# [Stored items]
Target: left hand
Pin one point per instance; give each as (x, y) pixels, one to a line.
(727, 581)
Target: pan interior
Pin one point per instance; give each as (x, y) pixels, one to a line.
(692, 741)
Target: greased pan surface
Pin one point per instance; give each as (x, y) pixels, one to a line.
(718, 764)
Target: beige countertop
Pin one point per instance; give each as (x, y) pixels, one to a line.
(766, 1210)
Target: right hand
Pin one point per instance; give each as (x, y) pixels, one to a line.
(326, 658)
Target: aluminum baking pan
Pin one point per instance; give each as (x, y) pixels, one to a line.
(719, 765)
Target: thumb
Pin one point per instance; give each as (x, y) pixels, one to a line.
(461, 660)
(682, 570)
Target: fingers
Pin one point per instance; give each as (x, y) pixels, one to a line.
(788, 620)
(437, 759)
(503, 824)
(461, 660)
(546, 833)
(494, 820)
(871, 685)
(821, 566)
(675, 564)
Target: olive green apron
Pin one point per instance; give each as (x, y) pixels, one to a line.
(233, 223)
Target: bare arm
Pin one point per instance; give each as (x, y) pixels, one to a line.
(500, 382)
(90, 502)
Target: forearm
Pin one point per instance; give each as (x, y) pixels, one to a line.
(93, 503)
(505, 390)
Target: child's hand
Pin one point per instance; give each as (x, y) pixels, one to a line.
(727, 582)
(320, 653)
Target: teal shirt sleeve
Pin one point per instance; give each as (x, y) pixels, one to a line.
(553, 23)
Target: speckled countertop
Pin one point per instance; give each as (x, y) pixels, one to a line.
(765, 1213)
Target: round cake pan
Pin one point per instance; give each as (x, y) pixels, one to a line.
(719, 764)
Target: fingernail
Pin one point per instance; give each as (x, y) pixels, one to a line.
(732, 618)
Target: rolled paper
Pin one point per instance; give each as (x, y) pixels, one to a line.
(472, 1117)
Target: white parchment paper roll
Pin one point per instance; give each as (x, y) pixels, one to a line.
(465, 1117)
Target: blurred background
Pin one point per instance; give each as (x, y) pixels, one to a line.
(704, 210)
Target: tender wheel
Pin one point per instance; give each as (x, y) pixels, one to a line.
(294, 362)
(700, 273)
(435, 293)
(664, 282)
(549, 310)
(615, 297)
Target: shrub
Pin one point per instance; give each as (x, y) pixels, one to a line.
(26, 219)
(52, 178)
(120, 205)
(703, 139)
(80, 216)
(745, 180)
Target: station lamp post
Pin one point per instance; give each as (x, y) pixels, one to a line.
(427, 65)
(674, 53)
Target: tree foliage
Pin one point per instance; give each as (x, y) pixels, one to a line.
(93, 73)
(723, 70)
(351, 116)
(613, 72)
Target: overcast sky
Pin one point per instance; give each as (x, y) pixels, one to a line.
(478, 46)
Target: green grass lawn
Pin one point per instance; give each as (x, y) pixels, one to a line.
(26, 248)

# [Task]
Make an exact copy of all the data.

# [Finished task]
Target: left hand
Pin one point per instance; give each as (x, y) pixels, one to a line.
(727, 581)
Target: pan interior
Pin one point per instance; give each as (x, y) pixels, one to a line.
(692, 741)
Target: greased pan surface
Pin one point per instance; give each as (x, y) pixels, one to a line.
(718, 764)
Target: beige countertop
Pin one point per instance; give each as (x, y) pixels, one to a line.
(766, 1210)
Target: right hand
Pin one point per instance; give each as (x, y) pixels, one to a line.
(326, 658)
Target: aluminum baking pan
Pin one point per instance; give each as (x, y) pixels, one to a line.
(719, 765)
Target: thumb
Pin one point per instance; give each as (x, y) pixels, one to a line.
(461, 660)
(682, 570)
Target: fingers
Pin one point per instance; give each as (x, y) pixels, one to a line.
(788, 620)
(437, 759)
(503, 824)
(461, 660)
(546, 833)
(494, 820)
(871, 685)
(821, 566)
(675, 564)
Target: olive green apron
Pin one point per instance; give each as (x, y) pixels, one to a line.
(233, 223)
Target: bare arm
Pin one point per instance; give each as (x, y) pixels, one to a line.
(500, 382)
(90, 502)
Target: forearm
Pin one point per instance; give each as (x, y) pixels, one to a line.
(93, 503)
(505, 390)
Target: child's hand
Pin one point per instance; give each as (x, y) pixels, one to a line.
(727, 582)
(320, 653)
Target: teal shirt sleeve
Pin one point per instance; give each as (x, y) pixels, one to a line.
(553, 23)
Target: speckled countertop
Pin one point per instance; give each as (x, y) pixels, one to a line.
(765, 1213)
Target: round cake pan
Pin one point per instance; give each as (x, y) pixels, one to a line.
(719, 764)
Target: fingernail
Pin one point per instance; give each as (x, y) pixels, one to a line.
(732, 618)
Target: rolled paper
Pin one point per instance; give each as (x, y) pixels, one to a line.
(472, 1117)
Target: white parchment paper roll
Pin one point per instance; give each as (x, y) pixels, one to a line.
(465, 1117)
Target: blurred background
Pin one point per instance; give each as (x, y) pixels, one to a line.
(704, 210)
Target: tender wheel
Pin one point per instance; give each as (x, y) pixels, one to a line.
(294, 362)
(700, 273)
(435, 293)
(664, 282)
(549, 310)
(615, 297)
Target: shrub
Pin one point per instance; give each as (x, y) pixels, one to a line.
(26, 219)
(52, 178)
(120, 205)
(703, 139)
(80, 216)
(745, 180)
Target: station lamp post
Pin one point per instance; give each as (x, y) pixels, one to a line.
(427, 65)
(674, 53)
Target: tree foliage
Pin one point per instance; give each as (x, y) pixels, one to a line.
(93, 73)
(723, 70)
(351, 116)
(613, 72)
Target: overcast sky
Pin one point per instance; give each as (x, y) pixels, one to a line.
(478, 46)
Target: green grass lawn
Pin one point per instance; give each as (x, y) pixels, one to a line.
(26, 248)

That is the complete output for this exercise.